All of Supersilent’s music is entirely unplanned, with all three experienced musical adventurers throwing themselves into the moment and riding the emerging maelstrom. They always manage to surprise you, whether it’s the Indonesian ritual music heard from a Scandinavian mountaintop on the opening track ‘13.1’, to the demonic organ blasts at the end of ‘13.5’; or from haunting, pastoral atmosphere pieces (‘13.6’) to all-out splatter-improv (‘13.7’) and the compressed digital labyrinths of 13.9.

The trio swap instruments with abandon: percussion, trumpet and woodwind, electronics and Storløkken’s collectable assortment of vintage keyboards. In this technologised environment, sounds are passed around, distorted and spat out again in tantalising splurges. ‘It takes time to shape a band from the beginning,’ says Helge, ‘but for us now the trio is working really well’. With Supersilent’s lucky 13, now you can be the judge of that.

opening set by Matana Roberts

Matana Roberts on Constellation Records | Matana Roberts on Facebook | Matana Roberts on Twitter | Matana Roberts on Tumblr

Roberts has been called “a major talent” (The Wire) and “the spokeswoman for a new, politically conscious and refractory Jazz scene” (Jazzthetik). Her Coin Coin work has been widely and highly praised for its stylistic innovations and narrative power. Noted music critic Peter Margasak has written of Coin Coin: “Memory is a powerful thing, but it’s so private, fluid, and unreliable that it can seem almost impossible to capture in a work of art—and history is often no more stable, once you look closely enough. Roberts has succeeded at evoking both, though, and gives her audience a long look at something ghostly, tragic, and beautiful. She is carving out her own aesthetic space, startling in its originality and gripping in its historic and social power.”

Exercise =
Please name the publication that, according to the Supersilent text, called Matana Roberts "a major talent."

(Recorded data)
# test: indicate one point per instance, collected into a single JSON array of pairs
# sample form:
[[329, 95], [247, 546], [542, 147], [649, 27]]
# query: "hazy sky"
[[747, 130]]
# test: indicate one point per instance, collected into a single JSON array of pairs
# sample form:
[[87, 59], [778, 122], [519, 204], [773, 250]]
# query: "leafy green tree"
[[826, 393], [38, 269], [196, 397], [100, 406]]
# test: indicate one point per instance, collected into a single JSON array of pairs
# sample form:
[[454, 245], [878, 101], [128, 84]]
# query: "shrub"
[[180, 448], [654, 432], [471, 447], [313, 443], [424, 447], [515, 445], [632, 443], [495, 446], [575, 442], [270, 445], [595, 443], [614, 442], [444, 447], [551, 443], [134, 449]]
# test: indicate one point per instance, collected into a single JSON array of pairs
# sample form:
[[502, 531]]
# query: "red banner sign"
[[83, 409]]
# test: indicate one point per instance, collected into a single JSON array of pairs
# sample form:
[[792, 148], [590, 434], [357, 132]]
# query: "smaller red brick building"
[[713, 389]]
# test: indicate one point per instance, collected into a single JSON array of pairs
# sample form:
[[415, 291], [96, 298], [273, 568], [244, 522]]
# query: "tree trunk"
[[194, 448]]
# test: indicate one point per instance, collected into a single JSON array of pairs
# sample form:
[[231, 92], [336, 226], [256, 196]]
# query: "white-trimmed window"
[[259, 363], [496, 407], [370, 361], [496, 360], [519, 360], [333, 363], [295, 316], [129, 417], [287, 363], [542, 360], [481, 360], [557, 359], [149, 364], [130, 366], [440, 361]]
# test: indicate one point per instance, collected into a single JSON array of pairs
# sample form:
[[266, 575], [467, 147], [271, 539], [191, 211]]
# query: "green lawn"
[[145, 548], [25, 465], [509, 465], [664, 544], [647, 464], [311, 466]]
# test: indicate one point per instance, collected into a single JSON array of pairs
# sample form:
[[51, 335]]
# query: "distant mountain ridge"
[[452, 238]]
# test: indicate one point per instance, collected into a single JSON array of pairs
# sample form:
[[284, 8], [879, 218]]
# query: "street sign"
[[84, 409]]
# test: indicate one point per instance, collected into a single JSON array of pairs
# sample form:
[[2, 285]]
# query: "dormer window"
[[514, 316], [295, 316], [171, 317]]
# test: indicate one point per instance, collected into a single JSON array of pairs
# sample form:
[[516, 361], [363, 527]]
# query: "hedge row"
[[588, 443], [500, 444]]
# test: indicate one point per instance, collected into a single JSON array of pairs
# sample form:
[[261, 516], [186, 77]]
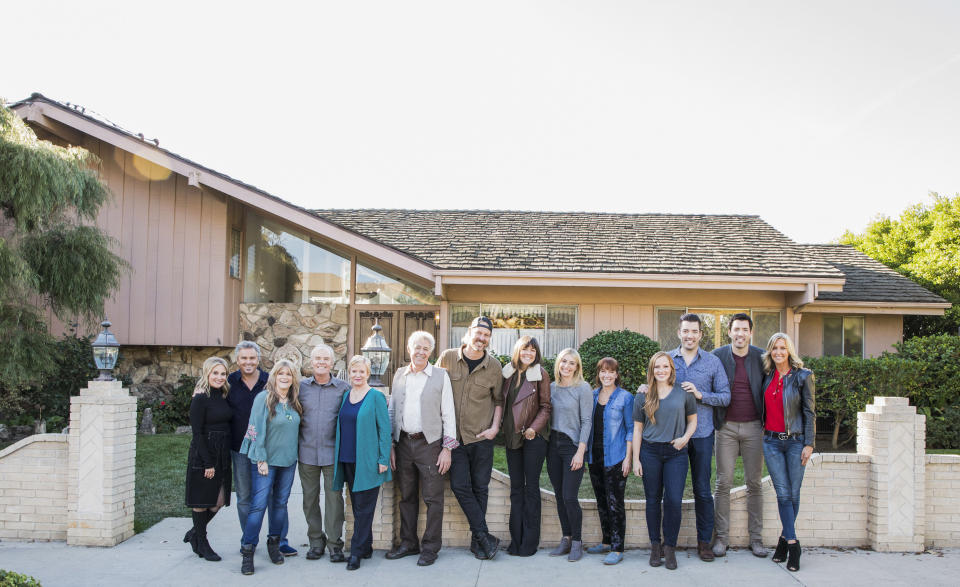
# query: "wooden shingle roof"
[[685, 244], [869, 280]]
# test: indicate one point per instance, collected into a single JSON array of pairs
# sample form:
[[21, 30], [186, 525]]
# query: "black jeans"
[[524, 465], [364, 505], [470, 469], [609, 485], [566, 483]]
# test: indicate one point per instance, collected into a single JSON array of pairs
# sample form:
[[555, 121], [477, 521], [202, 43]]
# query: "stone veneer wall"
[[292, 330]]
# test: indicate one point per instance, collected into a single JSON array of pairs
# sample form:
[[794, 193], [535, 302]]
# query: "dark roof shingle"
[[685, 244], [869, 280]]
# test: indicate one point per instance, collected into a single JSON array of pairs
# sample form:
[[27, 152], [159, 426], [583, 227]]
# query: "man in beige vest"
[[424, 433]]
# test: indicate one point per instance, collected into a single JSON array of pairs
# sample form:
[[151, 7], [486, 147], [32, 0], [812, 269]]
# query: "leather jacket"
[[799, 413], [531, 408]]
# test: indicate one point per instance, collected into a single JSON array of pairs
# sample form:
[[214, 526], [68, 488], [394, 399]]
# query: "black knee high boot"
[[200, 520]]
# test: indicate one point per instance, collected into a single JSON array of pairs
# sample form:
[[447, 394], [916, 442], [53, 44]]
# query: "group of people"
[[441, 420]]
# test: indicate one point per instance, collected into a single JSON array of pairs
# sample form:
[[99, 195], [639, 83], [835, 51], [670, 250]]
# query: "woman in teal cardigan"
[[362, 454]]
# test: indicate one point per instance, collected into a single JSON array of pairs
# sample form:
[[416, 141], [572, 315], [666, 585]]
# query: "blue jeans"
[[664, 475], [241, 484], [700, 451], [270, 491], [786, 472]]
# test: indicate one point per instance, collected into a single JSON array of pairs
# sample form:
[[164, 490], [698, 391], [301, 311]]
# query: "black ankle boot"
[[780, 554], [793, 556], [246, 567], [273, 550]]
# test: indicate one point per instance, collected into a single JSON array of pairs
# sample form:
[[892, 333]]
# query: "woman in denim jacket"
[[789, 422], [608, 448]]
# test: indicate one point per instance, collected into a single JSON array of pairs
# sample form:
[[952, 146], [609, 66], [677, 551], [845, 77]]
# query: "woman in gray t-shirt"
[[664, 419], [572, 417]]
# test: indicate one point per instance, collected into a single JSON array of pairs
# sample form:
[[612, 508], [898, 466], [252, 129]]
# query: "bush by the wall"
[[631, 349]]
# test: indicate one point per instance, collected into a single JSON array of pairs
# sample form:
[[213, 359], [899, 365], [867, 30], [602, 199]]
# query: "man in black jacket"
[[740, 432]]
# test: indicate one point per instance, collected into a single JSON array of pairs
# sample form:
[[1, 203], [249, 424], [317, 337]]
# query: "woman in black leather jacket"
[[789, 422]]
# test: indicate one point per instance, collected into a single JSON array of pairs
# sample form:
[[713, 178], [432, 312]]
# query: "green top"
[[274, 440]]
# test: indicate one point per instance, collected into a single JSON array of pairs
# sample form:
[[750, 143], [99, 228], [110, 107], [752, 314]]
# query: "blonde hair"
[[359, 359], [577, 374], [203, 383], [652, 403], [792, 357], [293, 395]]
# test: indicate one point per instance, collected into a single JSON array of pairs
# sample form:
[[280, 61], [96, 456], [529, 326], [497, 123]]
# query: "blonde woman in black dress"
[[208, 464]]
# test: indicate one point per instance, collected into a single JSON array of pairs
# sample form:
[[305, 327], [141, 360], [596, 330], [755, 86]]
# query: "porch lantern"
[[105, 351], [377, 351]]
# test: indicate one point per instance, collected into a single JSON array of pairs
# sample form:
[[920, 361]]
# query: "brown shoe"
[[670, 557], [706, 554], [656, 554]]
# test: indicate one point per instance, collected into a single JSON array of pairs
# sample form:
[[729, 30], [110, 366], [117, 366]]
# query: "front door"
[[398, 325]]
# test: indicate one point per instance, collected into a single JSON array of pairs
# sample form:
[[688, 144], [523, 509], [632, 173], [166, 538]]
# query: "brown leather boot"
[[670, 557], [705, 552], [656, 554]]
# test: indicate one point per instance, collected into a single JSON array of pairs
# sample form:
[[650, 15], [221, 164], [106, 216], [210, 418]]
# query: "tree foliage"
[[924, 245], [51, 256]]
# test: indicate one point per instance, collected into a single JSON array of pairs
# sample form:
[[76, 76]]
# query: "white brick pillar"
[[102, 460], [892, 434]]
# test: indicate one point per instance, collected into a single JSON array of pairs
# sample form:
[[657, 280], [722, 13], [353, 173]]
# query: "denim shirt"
[[617, 427], [707, 374]]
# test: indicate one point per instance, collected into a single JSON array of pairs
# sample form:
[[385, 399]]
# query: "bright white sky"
[[815, 115]]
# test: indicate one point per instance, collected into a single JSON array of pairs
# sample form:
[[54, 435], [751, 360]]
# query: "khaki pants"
[[317, 531], [743, 439]]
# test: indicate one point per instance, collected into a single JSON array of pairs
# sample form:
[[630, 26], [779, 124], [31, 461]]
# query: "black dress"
[[210, 447]]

Solution to the exercise =
The Wire